:: Stored records

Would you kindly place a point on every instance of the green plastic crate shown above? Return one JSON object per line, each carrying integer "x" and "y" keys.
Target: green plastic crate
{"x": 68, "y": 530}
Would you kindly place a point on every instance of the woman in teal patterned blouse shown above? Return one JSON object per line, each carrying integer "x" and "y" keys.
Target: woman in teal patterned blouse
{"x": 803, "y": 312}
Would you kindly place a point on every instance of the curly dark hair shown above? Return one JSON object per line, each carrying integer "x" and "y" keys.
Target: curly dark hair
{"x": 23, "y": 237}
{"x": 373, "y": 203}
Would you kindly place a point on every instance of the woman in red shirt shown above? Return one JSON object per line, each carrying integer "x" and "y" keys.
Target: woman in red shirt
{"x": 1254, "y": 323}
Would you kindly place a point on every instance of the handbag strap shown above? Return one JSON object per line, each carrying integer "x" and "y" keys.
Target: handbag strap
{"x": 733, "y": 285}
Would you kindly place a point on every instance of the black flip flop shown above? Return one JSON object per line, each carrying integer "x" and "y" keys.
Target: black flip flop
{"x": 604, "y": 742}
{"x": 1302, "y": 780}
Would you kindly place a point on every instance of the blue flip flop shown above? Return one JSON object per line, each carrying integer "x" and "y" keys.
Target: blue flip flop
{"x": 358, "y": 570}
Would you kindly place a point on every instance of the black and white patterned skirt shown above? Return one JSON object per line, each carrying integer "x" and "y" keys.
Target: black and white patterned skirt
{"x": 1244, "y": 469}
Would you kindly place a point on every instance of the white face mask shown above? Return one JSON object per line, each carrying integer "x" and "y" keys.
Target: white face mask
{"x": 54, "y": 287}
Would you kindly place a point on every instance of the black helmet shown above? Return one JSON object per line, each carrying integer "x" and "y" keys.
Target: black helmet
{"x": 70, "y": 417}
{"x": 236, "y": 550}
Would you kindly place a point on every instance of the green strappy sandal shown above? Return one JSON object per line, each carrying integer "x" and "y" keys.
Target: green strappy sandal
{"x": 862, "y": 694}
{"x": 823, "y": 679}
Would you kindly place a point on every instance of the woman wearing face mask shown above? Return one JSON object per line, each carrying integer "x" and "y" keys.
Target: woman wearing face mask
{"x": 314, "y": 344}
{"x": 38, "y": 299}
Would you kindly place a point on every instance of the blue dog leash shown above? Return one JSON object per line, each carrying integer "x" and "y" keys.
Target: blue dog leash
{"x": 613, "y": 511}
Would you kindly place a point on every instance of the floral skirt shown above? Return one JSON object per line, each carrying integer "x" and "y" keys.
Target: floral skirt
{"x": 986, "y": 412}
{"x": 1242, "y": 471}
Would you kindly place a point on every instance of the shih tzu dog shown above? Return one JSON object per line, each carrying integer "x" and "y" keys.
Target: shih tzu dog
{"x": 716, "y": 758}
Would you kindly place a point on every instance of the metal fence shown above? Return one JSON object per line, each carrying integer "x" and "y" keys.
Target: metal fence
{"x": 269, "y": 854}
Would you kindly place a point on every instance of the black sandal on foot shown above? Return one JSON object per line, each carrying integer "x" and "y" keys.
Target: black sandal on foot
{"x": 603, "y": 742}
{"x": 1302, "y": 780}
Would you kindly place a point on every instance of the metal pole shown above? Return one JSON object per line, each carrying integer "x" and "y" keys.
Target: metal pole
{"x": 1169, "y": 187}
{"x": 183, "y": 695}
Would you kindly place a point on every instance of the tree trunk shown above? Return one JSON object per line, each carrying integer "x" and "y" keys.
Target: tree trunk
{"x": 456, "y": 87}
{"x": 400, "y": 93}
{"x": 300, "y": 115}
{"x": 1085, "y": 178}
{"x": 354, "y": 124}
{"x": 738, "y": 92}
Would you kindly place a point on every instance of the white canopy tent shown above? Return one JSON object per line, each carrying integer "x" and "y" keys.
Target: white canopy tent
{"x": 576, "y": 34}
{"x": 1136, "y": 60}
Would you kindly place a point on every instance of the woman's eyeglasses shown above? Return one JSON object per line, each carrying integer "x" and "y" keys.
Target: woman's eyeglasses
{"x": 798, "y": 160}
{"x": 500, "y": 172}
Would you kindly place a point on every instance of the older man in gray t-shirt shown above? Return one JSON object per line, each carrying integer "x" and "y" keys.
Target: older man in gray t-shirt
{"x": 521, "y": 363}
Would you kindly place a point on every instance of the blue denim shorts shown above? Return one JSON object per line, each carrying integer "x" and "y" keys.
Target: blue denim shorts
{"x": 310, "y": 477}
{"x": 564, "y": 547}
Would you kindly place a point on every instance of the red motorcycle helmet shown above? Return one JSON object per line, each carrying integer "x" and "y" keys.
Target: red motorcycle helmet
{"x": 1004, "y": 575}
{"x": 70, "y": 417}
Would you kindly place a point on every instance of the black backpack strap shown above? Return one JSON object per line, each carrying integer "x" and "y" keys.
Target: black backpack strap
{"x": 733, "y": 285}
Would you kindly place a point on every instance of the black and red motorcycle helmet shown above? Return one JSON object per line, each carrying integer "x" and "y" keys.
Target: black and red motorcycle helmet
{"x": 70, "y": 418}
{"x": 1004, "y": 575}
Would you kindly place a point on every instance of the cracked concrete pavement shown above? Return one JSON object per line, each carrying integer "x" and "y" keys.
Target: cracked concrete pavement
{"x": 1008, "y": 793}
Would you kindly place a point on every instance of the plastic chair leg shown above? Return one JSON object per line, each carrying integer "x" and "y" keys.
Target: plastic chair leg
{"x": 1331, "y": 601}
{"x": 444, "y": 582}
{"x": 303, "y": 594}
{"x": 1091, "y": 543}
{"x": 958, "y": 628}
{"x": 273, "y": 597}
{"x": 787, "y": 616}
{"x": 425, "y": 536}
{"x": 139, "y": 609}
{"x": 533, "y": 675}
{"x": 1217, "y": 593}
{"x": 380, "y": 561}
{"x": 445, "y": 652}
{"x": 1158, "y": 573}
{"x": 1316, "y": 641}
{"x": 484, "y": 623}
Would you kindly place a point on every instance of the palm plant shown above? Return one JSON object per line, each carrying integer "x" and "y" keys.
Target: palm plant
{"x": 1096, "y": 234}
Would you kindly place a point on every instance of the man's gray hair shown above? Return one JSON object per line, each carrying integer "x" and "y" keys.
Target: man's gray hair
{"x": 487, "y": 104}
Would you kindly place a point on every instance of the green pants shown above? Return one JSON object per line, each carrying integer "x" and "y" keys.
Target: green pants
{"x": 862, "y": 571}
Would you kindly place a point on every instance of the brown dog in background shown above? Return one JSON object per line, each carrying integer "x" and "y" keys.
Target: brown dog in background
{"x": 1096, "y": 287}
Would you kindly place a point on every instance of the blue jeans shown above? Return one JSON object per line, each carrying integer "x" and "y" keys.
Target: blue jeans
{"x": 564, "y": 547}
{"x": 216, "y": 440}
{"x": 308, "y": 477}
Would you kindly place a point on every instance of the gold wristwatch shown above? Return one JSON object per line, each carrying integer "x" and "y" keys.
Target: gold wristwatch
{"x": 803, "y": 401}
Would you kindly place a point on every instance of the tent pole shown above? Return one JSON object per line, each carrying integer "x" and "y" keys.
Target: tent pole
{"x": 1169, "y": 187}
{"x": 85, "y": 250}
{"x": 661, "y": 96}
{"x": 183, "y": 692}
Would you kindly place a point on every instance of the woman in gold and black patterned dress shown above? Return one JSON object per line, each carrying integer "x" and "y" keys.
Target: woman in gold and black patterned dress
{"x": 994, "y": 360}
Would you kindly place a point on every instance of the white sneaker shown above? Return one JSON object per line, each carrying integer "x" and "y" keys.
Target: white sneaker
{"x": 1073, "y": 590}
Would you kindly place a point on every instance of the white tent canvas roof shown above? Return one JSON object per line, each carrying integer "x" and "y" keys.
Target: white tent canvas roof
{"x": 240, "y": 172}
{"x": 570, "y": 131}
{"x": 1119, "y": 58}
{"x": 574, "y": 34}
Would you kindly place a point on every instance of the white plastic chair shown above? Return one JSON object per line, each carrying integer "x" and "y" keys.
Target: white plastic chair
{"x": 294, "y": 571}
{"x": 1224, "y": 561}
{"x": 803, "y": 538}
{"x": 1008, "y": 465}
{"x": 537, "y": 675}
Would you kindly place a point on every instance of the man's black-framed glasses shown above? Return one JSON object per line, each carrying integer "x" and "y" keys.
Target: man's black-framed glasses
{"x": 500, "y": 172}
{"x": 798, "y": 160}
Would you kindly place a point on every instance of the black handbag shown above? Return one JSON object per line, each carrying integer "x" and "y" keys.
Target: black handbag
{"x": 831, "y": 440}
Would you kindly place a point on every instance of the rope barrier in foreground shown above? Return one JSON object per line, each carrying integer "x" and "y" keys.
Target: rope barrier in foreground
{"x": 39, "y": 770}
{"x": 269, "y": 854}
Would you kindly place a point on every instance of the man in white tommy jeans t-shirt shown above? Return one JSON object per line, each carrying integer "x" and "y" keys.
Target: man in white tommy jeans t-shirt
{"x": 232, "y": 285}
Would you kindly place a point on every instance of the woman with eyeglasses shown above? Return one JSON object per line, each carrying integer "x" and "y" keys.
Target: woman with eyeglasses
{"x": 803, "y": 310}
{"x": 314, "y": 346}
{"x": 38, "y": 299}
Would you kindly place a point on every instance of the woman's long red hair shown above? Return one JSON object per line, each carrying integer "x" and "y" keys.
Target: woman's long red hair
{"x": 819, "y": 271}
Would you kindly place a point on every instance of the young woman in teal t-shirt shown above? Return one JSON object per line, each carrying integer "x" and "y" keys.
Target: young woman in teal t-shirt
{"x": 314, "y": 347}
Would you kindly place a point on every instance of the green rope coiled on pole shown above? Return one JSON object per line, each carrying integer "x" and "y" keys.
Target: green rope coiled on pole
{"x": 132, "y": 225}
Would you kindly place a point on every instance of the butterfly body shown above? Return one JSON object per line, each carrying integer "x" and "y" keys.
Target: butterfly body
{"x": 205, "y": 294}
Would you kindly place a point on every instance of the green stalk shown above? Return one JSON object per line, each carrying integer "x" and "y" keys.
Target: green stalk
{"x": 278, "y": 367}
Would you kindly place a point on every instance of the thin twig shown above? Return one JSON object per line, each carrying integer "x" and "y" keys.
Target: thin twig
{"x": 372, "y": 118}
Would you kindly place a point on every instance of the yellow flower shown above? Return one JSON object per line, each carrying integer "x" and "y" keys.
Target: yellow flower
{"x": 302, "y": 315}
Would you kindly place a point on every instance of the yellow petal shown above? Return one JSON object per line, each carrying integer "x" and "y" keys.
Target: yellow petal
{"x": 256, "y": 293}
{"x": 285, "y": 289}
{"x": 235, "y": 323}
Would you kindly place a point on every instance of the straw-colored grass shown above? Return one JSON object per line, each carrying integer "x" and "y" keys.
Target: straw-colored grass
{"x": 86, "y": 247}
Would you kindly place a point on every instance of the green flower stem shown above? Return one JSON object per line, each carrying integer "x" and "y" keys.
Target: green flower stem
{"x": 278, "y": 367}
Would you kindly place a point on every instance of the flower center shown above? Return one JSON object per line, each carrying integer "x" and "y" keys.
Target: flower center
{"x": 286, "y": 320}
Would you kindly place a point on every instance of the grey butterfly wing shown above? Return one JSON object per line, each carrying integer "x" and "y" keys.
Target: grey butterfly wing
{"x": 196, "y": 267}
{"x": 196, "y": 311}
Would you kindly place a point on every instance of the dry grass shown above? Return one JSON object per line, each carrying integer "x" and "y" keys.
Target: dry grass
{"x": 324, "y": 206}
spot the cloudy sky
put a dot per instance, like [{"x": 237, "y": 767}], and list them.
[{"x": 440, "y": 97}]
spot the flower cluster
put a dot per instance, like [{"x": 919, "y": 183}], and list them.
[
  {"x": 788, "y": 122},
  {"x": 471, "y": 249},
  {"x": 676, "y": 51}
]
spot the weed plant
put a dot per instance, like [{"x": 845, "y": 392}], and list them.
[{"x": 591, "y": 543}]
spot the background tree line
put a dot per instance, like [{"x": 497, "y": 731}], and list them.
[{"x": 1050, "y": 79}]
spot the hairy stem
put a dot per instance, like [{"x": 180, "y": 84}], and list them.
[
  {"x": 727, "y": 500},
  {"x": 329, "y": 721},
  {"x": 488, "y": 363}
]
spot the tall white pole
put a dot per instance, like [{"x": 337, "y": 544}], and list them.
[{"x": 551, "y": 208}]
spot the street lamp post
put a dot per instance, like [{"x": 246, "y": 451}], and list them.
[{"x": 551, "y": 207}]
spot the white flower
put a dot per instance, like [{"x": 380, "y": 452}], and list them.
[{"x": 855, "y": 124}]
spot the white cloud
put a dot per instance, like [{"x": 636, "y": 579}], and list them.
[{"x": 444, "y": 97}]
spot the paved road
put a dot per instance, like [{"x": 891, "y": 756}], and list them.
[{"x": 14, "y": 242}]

::::

Requirements
Rewrite the rows from the line containing "spot the tall white pole" through the final line of the rows, changing every "put a dot per instance" to "place one point on each instance" and leaving everything else unchanged.

Written response
spot the tall white pole
place one point on each instance, like [{"x": 337, "y": 544}], and list them.
[{"x": 551, "y": 208}]
spot the street lamp post
place one point on each instance, like [{"x": 246, "y": 451}], and list them.
[{"x": 551, "y": 207}]
spot the white flower
place one point on each instance, like [{"x": 380, "y": 452}], and list them.
[{"x": 855, "y": 124}]
spot the white cloud
place one point on each instance, like [{"x": 636, "y": 579}], and list them.
[{"x": 444, "y": 97}]
spot the paved road
place one point on each instance, like [{"x": 891, "y": 756}], and list them.
[{"x": 14, "y": 242}]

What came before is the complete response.